• _Exercise aim_
Select and copy every line of the material below that contains the string "aqueduct". Case counts, so match only lines where it appears in exactly that form.

[Pointing dataset excerpts]
######

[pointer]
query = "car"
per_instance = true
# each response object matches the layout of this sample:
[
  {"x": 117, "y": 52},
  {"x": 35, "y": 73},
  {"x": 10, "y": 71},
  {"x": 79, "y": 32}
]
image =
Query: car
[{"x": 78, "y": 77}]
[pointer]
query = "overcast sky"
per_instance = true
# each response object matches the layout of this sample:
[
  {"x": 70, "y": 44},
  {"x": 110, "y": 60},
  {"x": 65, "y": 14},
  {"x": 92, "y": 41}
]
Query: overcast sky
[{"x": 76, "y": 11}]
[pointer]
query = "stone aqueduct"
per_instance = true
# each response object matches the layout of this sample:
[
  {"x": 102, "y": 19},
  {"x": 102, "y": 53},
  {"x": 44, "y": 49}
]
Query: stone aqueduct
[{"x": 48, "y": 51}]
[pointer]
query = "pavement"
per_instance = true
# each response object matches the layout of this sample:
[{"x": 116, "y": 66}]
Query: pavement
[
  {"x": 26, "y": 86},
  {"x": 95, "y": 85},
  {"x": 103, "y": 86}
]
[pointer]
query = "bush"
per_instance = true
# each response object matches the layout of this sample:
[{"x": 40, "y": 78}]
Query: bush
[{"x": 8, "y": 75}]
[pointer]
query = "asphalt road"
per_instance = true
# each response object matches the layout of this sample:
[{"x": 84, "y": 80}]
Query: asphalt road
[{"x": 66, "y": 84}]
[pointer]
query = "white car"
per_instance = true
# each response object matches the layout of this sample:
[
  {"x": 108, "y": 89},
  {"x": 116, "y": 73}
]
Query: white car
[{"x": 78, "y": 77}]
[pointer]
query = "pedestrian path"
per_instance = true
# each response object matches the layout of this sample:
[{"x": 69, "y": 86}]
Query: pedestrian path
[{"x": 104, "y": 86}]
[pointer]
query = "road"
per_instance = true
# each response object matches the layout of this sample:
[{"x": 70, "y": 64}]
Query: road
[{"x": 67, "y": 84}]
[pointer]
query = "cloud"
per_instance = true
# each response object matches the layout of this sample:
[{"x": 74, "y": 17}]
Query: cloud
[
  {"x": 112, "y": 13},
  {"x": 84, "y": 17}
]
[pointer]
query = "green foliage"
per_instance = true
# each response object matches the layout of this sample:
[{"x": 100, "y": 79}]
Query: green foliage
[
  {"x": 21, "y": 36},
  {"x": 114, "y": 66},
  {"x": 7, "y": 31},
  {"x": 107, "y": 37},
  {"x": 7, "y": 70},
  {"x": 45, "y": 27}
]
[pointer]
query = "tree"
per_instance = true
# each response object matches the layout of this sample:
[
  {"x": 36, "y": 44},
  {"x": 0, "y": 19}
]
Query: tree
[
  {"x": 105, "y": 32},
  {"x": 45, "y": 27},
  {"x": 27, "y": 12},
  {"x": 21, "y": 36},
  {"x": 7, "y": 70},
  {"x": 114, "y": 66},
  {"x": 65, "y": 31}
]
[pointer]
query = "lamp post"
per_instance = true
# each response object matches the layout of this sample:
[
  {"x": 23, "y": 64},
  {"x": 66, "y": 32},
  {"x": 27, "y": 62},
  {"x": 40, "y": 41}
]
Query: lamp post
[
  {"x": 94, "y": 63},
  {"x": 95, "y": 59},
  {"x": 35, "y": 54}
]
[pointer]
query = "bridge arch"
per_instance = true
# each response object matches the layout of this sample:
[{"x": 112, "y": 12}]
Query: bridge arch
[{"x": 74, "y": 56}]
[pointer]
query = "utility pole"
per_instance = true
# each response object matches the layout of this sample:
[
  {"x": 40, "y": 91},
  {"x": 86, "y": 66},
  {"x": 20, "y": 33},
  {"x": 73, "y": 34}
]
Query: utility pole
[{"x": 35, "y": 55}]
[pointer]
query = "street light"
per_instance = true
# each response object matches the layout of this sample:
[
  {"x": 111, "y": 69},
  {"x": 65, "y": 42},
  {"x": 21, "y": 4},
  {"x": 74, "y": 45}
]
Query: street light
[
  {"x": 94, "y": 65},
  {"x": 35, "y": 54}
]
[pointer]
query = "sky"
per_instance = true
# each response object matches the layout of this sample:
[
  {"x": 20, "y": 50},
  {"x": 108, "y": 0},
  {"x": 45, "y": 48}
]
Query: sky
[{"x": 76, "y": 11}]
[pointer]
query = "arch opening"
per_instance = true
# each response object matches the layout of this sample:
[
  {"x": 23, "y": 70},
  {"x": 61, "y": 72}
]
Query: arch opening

######

• _Task response_
query = "stone aqueduct"
Query: stone aqueduct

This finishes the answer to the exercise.